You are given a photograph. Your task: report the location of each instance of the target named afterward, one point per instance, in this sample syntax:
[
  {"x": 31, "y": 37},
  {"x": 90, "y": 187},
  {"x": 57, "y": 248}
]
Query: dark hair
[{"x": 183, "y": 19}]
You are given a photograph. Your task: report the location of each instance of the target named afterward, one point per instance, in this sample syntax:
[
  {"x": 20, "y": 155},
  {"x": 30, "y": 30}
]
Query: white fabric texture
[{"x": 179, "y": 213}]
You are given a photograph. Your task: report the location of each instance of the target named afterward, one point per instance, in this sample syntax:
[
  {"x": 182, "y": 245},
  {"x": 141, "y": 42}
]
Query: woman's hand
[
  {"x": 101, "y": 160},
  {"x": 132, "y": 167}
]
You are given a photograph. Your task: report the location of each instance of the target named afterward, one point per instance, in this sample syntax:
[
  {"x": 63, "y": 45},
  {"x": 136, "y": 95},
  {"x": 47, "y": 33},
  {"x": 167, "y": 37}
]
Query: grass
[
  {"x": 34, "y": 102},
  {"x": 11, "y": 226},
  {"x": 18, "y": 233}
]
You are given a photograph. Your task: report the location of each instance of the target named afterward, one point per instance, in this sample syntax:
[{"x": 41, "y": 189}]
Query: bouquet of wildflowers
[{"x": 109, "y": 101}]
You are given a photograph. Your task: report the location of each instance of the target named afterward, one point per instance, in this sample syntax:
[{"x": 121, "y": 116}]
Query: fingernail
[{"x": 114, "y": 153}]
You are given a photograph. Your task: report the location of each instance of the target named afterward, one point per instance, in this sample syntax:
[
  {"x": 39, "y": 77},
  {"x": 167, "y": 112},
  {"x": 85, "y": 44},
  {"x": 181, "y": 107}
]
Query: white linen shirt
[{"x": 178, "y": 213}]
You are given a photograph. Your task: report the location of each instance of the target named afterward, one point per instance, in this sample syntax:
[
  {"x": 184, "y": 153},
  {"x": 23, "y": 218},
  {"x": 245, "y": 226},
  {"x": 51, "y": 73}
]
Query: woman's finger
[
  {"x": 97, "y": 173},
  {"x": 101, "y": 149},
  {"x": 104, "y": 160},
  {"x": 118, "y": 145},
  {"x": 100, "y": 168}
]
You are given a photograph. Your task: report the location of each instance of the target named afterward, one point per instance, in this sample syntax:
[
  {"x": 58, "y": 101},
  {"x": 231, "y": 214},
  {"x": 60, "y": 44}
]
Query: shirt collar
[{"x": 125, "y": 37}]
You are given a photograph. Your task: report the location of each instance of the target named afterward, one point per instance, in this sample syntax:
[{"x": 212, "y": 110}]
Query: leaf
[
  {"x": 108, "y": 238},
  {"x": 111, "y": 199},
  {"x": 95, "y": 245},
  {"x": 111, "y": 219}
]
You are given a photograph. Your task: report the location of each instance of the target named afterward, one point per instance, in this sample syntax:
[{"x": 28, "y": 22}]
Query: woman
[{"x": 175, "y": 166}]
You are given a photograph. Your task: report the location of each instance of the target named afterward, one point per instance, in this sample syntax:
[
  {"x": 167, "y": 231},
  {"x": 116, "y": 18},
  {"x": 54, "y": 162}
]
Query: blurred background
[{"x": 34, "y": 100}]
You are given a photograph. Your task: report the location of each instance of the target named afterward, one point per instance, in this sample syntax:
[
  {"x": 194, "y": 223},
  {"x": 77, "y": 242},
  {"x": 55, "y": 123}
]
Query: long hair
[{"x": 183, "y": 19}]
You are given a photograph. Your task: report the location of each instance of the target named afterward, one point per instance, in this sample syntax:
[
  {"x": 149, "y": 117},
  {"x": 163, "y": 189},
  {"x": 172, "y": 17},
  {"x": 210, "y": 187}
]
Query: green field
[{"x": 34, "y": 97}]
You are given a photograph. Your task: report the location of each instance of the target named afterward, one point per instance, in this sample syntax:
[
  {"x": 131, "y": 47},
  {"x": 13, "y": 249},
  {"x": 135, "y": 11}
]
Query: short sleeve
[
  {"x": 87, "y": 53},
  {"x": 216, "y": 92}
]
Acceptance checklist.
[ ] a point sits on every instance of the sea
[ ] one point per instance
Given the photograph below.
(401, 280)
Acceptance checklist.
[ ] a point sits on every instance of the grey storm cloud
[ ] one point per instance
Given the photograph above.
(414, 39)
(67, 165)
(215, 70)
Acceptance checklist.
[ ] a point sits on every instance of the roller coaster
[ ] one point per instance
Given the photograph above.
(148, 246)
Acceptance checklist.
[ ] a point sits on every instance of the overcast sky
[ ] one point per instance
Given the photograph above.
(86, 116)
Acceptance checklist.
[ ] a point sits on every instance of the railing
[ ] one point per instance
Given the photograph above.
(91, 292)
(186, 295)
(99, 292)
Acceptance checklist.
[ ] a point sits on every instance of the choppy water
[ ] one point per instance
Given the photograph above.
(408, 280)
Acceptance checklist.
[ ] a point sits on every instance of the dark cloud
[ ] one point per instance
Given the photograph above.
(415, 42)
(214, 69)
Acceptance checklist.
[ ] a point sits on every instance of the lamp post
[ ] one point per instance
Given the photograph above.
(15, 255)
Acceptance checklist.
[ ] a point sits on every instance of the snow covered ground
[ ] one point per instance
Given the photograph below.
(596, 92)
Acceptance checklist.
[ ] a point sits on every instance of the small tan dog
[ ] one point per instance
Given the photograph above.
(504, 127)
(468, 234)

→ Task item: Transcribe each entry word for word.

→ Answer section:
You are given a photograph. Your task: report the location of each instance of the target named afterward, one point per instance, in this sample syntax:
[
  {"x": 31, "y": 37},
  {"x": 90, "y": 187},
  {"x": 57, "y": 248}
]
Query: dark hair
[{"x": 183, "y": 19}]
You are given a photograph. Your task: report the location of each instance of the target named afterward, one point per instance, in this sample syntax:
[
  {"x": 20, "y": 155},
  {"x": 30, "y": 30}
]
Query: white fabric texture
[{"x": 179, "y": 213}]
You are given a photograph. Your task: report the location of each instance of the target named afterward, one point per instance, in this sample syntax:
[
  {"x": 182, "y": 245},
  {"x": 141, "y": 42}
]
Query: woman's hand
[
  {"x": 101, "y": 160},
  {"x": 132, "y": 167}
]
You are given a photograph. Your task: report the location of each instance of the target named afterward, one point per instance, in this sample syntax:
[
  {"x": 63, "y": 45},
  {"x": 136, "y": 95},
  {"x": 47, "y": 33},
  {"x": 167, "y": 37}
]
Query: grass
[
  {"x": 34, "y": 102},
  {"x": 11, "y": 226},
  {"x": 18, "y": 233}
]
You are given a photograph. Your task: report the location of each instance of the target named afterward, one point per instance, in this sample syntax:
[{"x": 41, "y": 189}]
Query: bouquet of wildflowers
[{"x": 109, "y": 101}]
You are given a photograph. Your task: report the location of each instance of the target named afterward, one point per instance, in this sample syntax:
[{"x": 121, "y": 116}]
Query: fingernail
[{"x": 114, "y": 153}]
You are given a photograph. Your task: report the location of each instance of the target named afterward, one point per instance, in this sample syntax:
[
  {"x": 39, "y": 77},
  {"x": 167, "y": 112},
  {"x": 85, "y": 44},
  {"x": 181, "y": 107}
]
Query: white linen shirt
[{"x": 178, "y": 213}]
You are given a photograph. Your task: report the location of each instance of the target named afterward, one point per instance, in this sample syntax:
[
  {"x": 184, "y": 153},
  {"x": 23, "y": 218},
  {"x": 245, "y": 226},
  {"x": 51, "y": 73}
]
Query: woman's finger
[
  {"x": 97, "y": 173},
  {"x": 101, "y": 149},
  {"x": 104, "y": 160},
  {"x": 118, "y": 145},
  {"x": 100, "y": 168}
]
You are given a photograph. Your task: report the location of each instance of the target named afterward, one point per instance, in this sample syntax:
[
  {"x": 58, "y": 101},
  {"x": 231, "y": 214},
  {"x": 60, "y": 44}
]
Query: shirt collar
[{"x": 125, "y": 37}]
You are given a photograph. Your task: report the location of each instance of the target named afterward, one point per instance, in this sample syntax:
[{"x": 212, "y": 110}]
Query: leaf
[
  {"x": 108, "y": 238},
  {"x": 111, "y": 199},
  {"x": 95, "y": 245},
  {"x": 111, "y": 219}
]
You are given a photograph. Your task: report the location of each instance of the target named afterward, one point per instance, in this sample syntax:
[{"x": 28, "y": 22}]
Query: woman
[{"x": 175, "y": 166}]
You are given a photograph. Your task: report the location of each instance of the target named afterward, one point per instance, in this sample syntax:
[
  {"x": 167, "y": 231},
  {"x": 116, "y": 18},
  {"x": 54, "y": 162}
]
Query: blurred background
[{"x": 34, "y": 100}]
You are given a photograph. Your task: report the location of each instance of the target named afterward, one point per instance, in this sample syntax:
[
  {"x": 194, "y": 223},
  {"x": 77, "y": 242},
  {"x": 55, "y": 123}
]
Query: long hair
[{"x": 183, "y": 19}]
You are given a photograph. Your task: report the location of each instance of the target named afterward, one point per instance, in this sample syntax:
[
  {"x": 149, "y": 117},
  {"x": 163, "y": 189},
  {"x": 172, "y": 17},
  {"x": 210, "y": 187}
]
Query: green field
[{"x": 34, "y": 97}]
You are given a photograph. Your task: report the location of each instance of the target named afterward, one point per instance, in this sample syntax:
[
  {"x": 131, "y": 47},
  {"x": 13, "y": 249},
  {"x": 135, "y": 11}
]
Query: short sleeve
[
  {"x": 87, "y": 53},
  {"x": 216, "y": 92}
]
Acceptance checklist.
[ ] a point sits on every instance of the sea
[ ] one point per instance
Given the photograph below.
(401, 280)
Acceptance checklist.
[ ] a point sits on every instance of the grey storm cloud
[ ] one point per instance
Given the photograph above.
(414, 39)
(67, 165)
(215, 70)
Acceptance checklist.
[ ] a point sits on every instance of the roller coaster
[ ] one point per instance
Given the photograph above.
(148, 246)
Acceptance checklist.
[ ] a point sits on every instance of the overcast sky
[ ] one point per instance
Given the photograph above.
(86, 116)
Acceptance checklist.
[ ] a point sits on every instance of the railing
[ ] one point per instance
Given the photograph above.
(91, 292)
(186, 295)
(99, 292)
Acceptance checklist.
[ ] a point sits on every instance of the choppy water
[ ] one point per instance
Given the photograph above.
(408, 280)
Acceptance checklist.
[ ] a point sits on every instance of the dark cloud
[ ] one point per instance
Given the photograph above.
(415, 42)
(214, 69)
Acceptance checklist.
[ ] a point sits on every instance of the lamp post
[ ] one point per instance
Given the photograph above.
(15, 255)
Acceptance checklist.
[ ] a point sits on every instance of the snow covered ground
[ ] one point per instance
Given the photograph below.
(596, 92)
Acceptance checklist.
[ ] a point sits on every instance of the small tan dog
[ ] one point per instance
Given the photograph above.
(504, 127)
(468, 234)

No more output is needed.